Only the lines from the line holding "of the fence" through the final line of the entries below are to be returned, exactly as they stand.

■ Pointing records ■
____

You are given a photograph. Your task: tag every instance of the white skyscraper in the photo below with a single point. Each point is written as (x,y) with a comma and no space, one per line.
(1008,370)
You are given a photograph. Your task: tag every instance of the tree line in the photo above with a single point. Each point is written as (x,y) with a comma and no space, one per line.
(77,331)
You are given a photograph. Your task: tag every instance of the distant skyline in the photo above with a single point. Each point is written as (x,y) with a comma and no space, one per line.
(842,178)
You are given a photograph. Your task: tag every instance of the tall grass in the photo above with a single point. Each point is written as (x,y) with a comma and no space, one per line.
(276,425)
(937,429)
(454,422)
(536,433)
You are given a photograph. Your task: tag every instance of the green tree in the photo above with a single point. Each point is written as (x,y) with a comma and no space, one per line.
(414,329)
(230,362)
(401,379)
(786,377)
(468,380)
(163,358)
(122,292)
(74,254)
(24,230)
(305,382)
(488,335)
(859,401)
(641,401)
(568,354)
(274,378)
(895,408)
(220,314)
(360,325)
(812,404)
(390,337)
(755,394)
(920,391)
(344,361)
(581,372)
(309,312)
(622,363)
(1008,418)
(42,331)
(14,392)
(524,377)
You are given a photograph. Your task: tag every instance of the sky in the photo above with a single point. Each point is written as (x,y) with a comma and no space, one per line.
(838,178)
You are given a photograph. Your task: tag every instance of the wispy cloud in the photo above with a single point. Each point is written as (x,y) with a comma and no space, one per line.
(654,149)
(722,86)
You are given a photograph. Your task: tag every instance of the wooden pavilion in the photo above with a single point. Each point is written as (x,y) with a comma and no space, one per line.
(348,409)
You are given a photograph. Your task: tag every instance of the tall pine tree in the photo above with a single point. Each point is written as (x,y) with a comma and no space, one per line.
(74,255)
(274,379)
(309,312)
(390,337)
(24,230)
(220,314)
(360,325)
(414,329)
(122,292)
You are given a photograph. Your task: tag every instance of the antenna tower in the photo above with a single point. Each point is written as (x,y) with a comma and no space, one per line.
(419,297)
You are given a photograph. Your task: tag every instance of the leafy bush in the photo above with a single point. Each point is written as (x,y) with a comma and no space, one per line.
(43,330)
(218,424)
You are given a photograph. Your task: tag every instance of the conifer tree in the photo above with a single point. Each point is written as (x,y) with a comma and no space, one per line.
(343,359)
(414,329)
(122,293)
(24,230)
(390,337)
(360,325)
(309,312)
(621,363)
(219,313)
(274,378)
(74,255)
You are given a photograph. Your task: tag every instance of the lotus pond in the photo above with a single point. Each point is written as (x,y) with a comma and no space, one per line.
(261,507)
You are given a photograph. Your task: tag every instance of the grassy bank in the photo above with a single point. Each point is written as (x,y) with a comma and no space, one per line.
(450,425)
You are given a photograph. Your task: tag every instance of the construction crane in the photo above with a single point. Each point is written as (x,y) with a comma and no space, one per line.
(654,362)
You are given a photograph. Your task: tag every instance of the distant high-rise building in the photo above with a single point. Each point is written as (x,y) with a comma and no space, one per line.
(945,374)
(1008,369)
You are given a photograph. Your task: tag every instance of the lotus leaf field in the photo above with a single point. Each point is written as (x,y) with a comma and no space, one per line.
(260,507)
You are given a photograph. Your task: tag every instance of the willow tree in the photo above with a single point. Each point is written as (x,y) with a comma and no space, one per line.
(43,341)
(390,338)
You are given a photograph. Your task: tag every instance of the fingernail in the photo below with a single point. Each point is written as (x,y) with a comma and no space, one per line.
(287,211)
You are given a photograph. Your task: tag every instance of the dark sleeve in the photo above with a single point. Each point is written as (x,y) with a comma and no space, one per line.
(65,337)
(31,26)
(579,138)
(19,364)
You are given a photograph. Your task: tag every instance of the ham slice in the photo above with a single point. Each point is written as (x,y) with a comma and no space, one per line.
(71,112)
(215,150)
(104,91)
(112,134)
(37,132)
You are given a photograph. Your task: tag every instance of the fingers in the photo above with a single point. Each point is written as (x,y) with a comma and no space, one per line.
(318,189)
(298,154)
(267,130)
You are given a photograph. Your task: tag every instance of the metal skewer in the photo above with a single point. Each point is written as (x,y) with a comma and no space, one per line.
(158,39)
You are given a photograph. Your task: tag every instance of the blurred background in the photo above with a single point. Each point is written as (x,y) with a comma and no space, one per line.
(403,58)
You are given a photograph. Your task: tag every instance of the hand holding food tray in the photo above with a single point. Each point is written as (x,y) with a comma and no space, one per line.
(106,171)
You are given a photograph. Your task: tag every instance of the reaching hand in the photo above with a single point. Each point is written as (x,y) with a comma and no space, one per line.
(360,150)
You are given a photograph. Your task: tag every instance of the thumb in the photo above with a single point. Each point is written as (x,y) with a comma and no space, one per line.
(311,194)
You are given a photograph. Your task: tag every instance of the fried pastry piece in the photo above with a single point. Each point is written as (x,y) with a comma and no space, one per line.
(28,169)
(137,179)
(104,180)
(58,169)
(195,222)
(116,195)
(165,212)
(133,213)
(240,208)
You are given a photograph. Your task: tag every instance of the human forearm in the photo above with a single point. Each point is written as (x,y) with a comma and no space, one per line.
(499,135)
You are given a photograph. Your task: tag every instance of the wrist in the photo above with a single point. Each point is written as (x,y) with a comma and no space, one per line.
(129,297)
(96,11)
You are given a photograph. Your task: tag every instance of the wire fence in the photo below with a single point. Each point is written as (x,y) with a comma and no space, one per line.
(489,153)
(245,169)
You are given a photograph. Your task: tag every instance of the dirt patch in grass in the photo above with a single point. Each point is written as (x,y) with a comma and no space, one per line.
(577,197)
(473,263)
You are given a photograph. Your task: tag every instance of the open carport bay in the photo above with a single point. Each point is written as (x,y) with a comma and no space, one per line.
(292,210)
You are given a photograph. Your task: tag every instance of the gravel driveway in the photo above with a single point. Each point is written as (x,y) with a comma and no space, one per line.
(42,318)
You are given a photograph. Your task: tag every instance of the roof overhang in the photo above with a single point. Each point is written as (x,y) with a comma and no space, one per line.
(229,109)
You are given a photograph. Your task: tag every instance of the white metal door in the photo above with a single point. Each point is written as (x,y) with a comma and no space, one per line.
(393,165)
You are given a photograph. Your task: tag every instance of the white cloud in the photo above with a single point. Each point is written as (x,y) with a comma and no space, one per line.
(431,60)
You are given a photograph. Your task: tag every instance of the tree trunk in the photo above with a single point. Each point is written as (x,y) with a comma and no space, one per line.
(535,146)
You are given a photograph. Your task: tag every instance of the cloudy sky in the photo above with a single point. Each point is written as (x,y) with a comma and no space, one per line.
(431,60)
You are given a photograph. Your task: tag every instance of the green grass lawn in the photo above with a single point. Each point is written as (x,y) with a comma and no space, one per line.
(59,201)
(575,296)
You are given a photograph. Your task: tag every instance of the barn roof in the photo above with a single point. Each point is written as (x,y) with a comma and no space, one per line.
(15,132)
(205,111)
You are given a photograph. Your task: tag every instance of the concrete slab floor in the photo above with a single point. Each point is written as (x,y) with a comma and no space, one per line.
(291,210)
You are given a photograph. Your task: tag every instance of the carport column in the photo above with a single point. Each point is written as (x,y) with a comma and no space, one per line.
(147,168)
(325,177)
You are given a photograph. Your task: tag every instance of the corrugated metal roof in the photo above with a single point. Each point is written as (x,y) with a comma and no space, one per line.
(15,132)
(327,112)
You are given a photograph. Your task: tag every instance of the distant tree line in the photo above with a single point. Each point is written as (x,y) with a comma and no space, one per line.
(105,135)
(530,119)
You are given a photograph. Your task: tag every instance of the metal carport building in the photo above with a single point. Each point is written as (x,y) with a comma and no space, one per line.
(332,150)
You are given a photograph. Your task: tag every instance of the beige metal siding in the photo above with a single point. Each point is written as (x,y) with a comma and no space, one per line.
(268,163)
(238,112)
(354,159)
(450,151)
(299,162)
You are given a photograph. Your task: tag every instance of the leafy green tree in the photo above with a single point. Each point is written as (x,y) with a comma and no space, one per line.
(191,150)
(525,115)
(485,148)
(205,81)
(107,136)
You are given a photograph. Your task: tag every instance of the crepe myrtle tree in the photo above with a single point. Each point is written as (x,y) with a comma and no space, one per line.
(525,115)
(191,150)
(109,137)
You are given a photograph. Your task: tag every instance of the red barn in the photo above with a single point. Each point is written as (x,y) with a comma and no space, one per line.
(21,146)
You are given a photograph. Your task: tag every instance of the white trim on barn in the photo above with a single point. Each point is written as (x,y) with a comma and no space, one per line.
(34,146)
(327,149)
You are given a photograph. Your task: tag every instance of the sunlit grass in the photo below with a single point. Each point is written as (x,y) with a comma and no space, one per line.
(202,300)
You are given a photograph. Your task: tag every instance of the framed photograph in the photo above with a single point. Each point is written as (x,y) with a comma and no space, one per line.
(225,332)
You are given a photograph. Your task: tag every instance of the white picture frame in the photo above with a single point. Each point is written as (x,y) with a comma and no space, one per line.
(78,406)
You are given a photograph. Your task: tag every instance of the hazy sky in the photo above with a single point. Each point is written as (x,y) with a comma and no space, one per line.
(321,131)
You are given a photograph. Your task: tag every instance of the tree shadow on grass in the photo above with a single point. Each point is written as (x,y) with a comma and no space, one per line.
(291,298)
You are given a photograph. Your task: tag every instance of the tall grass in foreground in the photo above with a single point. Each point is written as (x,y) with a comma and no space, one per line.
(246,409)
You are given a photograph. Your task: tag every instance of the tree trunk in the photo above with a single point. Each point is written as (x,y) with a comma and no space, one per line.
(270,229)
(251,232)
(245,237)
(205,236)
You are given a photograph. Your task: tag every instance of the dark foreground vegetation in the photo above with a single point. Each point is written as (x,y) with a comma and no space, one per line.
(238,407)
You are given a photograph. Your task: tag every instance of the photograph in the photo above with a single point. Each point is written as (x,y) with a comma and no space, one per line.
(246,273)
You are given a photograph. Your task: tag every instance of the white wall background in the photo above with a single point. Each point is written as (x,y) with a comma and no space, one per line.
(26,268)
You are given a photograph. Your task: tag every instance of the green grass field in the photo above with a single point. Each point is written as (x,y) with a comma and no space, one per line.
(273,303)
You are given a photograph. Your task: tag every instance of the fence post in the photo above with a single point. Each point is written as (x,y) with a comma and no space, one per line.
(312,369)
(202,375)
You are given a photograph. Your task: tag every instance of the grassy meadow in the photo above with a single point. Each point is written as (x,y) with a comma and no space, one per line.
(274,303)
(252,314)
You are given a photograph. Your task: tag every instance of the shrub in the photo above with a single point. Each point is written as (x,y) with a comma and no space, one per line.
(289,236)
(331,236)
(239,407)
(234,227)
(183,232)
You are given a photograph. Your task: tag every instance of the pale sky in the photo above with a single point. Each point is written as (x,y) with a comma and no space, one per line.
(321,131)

____

■ Exercise solution ■
You are given a photograph. Your task: tag every instance of the fence post in the photo above with a single point. Each point is written as (x,y) with a comma and no space, one per line.
(312,369)
(202,375)
You are given a photograph. Your task: tag every instance of the grassy meadow in the photo above with a single point. Each point is written as (x,y) with a comma and no space, one per line.
(274,303)
(252,314)
You are given a photograph. Your task: tag every instance of the shrub in the photo above with a single point. Each point is written as (x,y) with a comma and no space, one per line.
(289,236)
(331,236)
(239,407)
(234,227)
(183,232)
You are given a photograph. Your task: tag every instance of the pale sky in the photo above with a single point. Each point is written as (x,y) with a comma and no space, one per line.
(321,131)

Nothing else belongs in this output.